GOAL OF THE EXERCISE: The full data must be written out exactly, with every line included.
..........
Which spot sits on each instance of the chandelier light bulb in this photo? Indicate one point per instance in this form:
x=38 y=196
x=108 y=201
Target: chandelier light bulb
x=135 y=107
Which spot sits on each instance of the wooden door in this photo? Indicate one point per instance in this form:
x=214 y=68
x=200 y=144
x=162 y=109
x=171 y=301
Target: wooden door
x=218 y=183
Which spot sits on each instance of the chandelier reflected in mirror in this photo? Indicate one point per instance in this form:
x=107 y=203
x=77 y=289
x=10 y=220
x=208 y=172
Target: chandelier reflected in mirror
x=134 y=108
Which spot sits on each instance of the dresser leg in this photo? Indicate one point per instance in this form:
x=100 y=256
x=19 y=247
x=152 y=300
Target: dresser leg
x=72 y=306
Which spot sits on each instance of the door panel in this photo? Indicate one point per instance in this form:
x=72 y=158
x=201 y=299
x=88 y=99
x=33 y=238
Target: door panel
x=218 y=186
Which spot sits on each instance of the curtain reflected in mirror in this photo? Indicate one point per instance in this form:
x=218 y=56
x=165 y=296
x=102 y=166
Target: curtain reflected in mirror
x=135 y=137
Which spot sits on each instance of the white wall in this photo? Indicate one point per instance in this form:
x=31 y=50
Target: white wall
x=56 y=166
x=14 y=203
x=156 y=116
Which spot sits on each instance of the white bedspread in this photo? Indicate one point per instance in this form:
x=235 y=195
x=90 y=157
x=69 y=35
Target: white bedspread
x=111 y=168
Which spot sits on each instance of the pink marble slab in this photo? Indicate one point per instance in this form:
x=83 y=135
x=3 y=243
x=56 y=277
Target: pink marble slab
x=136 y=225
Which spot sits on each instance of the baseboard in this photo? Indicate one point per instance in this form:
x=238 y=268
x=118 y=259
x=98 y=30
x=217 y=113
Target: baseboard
..........
OUTPUT OF THE EXERCISE:
Which spot sits on each instance of the chandelier light bulb in this photo? Indicate one point per instance in this form:
x=38 y=196
x=108 y=201
Target: chandelier light bulb
x=135 y=107
Which spot sits on each instance of the wooden door in this photo? Indicate one point per instance in this form:
x=214 y=68
x=200 y=144
x=162 y=109
x=171 y=301
Target: wooden door
x=218 y=183
Which spot sits on each instance of the chandelier reflected in mirror in this photo? Indicate one point per instance in this form:
x=107 y=203
x=77 y=289
x=10 y=220
x=208 y=172
Target: chandelier reflected in mirror
x=134 y=108
Which spot sits on each instance of the dresser leg in this photo? Indicate one point per instance in this form:
x=100 y=256
x=19 y=247
x=152 y=300
Target: dresser leg
x=72 y=306
Which spot sits on each instance of the door panel in this photo? Indicate one point per instance in this form:
x=72 y=158
x=201 y=299
x=88 y=99
x=33 y=238
Target: door panel
x=218 y=186
Which spot sits on each instance of the curtain reflected in mirror in this photo? Indicate one point per instance in this form:
x=218 y=56
x=165 y=296
x=102 y=166
Target: curtain reflected in mirror
x=135 y=137
Which spot sits on each instance of the white wall in this photo? Indicate one point per instance in this form:
x=31 y=50
Target: white wall
x=56 y=166
x=14 y=203
x=156 y=116
Which spot sits on each instance of the white bedspread in this photo? Indicate one point per instance in this form:
x=235 y=195
x=90 y=157
x=69 y=35
Target: white bedspread
x=111 y=168
Which spot sits on each instance of the pink marble slab in this photo? Indicate one point per instance in this form:
x=83 y=135
x=3 y=243
x=56 y=277
Target: pink marble slab
x=136 y=225
Which spot sits on each instance of the baseboard in this photo? Indicate one point per instance in this form:
x=238 y=268
x=118 y=259
x=98 y=30
x=217 y=113
Target: baseboard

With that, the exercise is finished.